Vent’anni fa, nel novembre del 1995, lo scrittore e poeta nigeriano
Ken Saro-Wiwa, da anni schierato contro le attivita' della Shell in Nigeria, fu condannato
a morte e impiccato da un tribunale militare insieme altri otto attivisti
ogoni.
Quale la sua colpa? Quella di aver usato la sua
visibilità di scrittore e di produttore televisivo per puntare i riflettori sulla
devastazione ambientale messa in atto dalla Shell nella sua terra, la regione
degli Ogoni nel delta del Niger. Ken Saro Wiwa sottolineava che quello che la
Shell faceva nella sua terra mai e poi mai sarebbe stato lecito in occidente.
La accusava di razzismo ambientale e di genocidio.
Con il suo impegno e la sua determinazione, Saro-Wiwa fondò il MOSOP, il Movimento per la sopravvivenza
del popolo ogoni. Il 4 maggio 1993, in occasione della giornata delle
popolazioni indigene proclamata dalle Nazioni Unite, riuscì a far scendere per
le strade dell’Ogoniland, oltre 300mila persone. Uomini, donne e bambini che,
cantando canzoni di protesta, dichiararono la sussidiaria della Shell in
Nigeria persona non grata.

**Dati registrati**
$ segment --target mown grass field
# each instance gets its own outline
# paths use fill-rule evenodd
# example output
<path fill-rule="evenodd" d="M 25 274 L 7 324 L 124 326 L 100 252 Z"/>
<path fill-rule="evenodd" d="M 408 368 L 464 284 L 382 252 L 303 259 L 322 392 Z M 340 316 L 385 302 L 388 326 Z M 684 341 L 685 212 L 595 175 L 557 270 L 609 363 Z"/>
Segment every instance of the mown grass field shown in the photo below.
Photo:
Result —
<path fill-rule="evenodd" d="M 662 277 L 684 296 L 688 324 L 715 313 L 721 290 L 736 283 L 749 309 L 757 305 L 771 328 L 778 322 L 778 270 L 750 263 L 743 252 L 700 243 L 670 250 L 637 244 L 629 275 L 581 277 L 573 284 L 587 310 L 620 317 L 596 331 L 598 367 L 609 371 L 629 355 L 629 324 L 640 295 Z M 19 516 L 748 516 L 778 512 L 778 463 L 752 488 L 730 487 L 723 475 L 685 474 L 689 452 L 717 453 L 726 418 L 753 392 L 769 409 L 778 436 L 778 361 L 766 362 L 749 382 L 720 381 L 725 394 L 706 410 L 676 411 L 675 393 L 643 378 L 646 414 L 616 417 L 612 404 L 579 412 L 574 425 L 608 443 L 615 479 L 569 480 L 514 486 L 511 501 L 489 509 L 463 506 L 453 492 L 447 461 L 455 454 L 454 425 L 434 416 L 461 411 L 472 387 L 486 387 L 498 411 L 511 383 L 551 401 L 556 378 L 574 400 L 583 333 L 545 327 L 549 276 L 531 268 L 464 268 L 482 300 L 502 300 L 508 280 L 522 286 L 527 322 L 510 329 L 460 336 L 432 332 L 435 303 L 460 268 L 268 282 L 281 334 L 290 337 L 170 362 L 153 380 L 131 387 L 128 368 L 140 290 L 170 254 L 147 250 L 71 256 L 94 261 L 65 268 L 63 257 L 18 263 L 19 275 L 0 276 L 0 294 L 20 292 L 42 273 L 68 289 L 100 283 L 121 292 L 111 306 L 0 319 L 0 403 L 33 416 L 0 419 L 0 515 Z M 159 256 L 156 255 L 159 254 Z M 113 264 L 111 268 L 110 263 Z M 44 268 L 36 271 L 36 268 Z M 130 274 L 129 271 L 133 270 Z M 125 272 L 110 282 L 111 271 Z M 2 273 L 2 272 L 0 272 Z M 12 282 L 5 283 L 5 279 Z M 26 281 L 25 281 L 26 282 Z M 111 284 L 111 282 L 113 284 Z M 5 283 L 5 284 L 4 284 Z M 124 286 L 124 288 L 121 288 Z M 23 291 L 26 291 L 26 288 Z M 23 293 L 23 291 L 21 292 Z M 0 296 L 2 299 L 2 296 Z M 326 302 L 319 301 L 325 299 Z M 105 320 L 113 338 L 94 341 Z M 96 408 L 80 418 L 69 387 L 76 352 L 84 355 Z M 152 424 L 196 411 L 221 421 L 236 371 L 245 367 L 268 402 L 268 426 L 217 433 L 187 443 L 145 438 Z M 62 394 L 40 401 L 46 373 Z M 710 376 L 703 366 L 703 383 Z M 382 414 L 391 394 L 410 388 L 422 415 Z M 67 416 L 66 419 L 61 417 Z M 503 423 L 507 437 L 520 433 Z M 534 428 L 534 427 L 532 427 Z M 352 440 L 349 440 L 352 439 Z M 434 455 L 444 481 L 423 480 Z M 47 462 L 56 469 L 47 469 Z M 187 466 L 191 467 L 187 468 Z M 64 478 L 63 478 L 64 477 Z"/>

**Istruzioni del compito**
Continua il testo su Ken Saro-Wiwa e la Shell, riprendendo subito dopo l'ultima frase riportata.

**Risposta scritta**
Prima di morire disse: "Io sono un uomo di pace, di
idee. Provo sgomento per la vergognosa povertà del mio popolo che vive su una
terra molto generosa di risorse; provo rabbia per la devastazione di questa
terra" (leggi il suo testamento e la sua poesia).
Nel 2009, quattordici anni dopo la sua morte, il colosso
petrolifero anglo-olandese Shell accettò di pagare 15 milioni e mezzo di
dollari per evitare di comparire in un clamoroso processo in cui era accusata di complicità con l’ex regime militare nigeriano per quel che riguarda
l’esecuzione di Ken Saro-Wiwa e degli altri otto attivisti che si opponevano ai
suoi metodi di estrazione del petrolio.
Purtroppo negli ultimi due decenni la situazione nel delta
del Niger non sembra essere mutata, come certificano autorevoli studi di
organizzazioni internazionali.
Il rapporto del Programma delle Nazioni Unite per l'Ambiente, basato su 14 mesi di ricerche e
pubblicato nell’agosto del 2011, illustra il devastante impatto
dell’inquinamento prodotto da mezzo secolo di attività petrolifera sulla vita
della popolazione del Delta del Niger.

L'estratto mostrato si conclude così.